## ACTION REQUISE 1
Répondez aux questions suivantes à partir du texte fourni :
(a) D'après la première phrase, quels produits ne seraient pas concernés ?
(b) À partir de quelle date la seconde interdiction est-elle prévue ?
(c) Au-delà de quelle quantité de nitrite, en mg/kg, la consommation serait-elle suspendue dans la restauration collective ?
## ACTION REQUISE 2
Recopiez le passage du texte fourni qui commence par « Au tour des » et se termine par « la période transitoire. ».

## TEXTE FOURNI
=======

Les produits destinés à l’exportation ne seraient pas concernés.

Au tour des charcuteries chauffées en 2025

Une seconde interdiction, prévue à partir du 1er janvier 2025, concernerait « les produits de charcuterie traités thermiquement (andouilles, andouillettes, boudins blancs et noirs, charcuteries pâtissières, jambons, lardons, pâtés, terrines, rillettes, saucisses, saucissons, tripes, etc) ».

Une limitation de la dose d’additifs nitrés pour les produits de salaison et pour les produits de charcuterie est prévue durant la période transitoire.

A compter du 1er septembre 2022, et jusqu’à l’entrée en vigueur de l’interdiction de 2023, le projet de loi prévoit « une suspension de la consommation de produits de salaison et produits de charcuteries fabriqués en employant une quantité de nitrite supérieure à 60 mg/kg ou de nitrate supérieure à 120 mg/kg dans les services de restauration collectives scolaires, pénitentiaires, hospitalières et médico-sociales ».

=======

## JEU DE DONNÉES

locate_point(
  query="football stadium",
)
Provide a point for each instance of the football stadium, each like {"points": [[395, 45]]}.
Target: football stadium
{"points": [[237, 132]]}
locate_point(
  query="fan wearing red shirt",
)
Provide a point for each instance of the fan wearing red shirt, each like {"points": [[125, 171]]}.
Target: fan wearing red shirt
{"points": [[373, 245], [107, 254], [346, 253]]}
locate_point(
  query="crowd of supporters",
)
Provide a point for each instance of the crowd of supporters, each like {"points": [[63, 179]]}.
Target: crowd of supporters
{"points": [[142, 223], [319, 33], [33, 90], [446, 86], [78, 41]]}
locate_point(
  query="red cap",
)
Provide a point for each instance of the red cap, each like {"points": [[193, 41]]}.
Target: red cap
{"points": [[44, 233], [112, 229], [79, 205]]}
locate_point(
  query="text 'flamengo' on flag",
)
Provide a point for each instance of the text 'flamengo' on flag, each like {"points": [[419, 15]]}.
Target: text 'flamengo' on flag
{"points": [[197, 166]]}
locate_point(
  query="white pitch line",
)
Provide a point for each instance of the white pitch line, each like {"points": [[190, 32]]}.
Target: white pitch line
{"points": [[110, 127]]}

=======

## ZONE DE RÉPONSE 1
(a) Les produits destinés à l'exportation.
(b) Le 1er janvier 2025.
(c) 60 mg/kg.

## ZONE DE RÉPONSE 2
Au tour des charcuteries chauffées en 2025

Une seconde interdiction, prévue à partir du 1er janvier 2025, concernerait « les produits de charcuterie traités thermiquement (andouilles, andouillettes, boudins blancs et noirs, charcuteries pâtissières, jambons, lardons, pâtés, terrines, rillettes, saucisses, saucissons, tripes, etc) ».

Une limitation de la dose d’additifs nitrés pour les produits de salaison et pour les produits de charcuterie est prévue durant la période transitoire.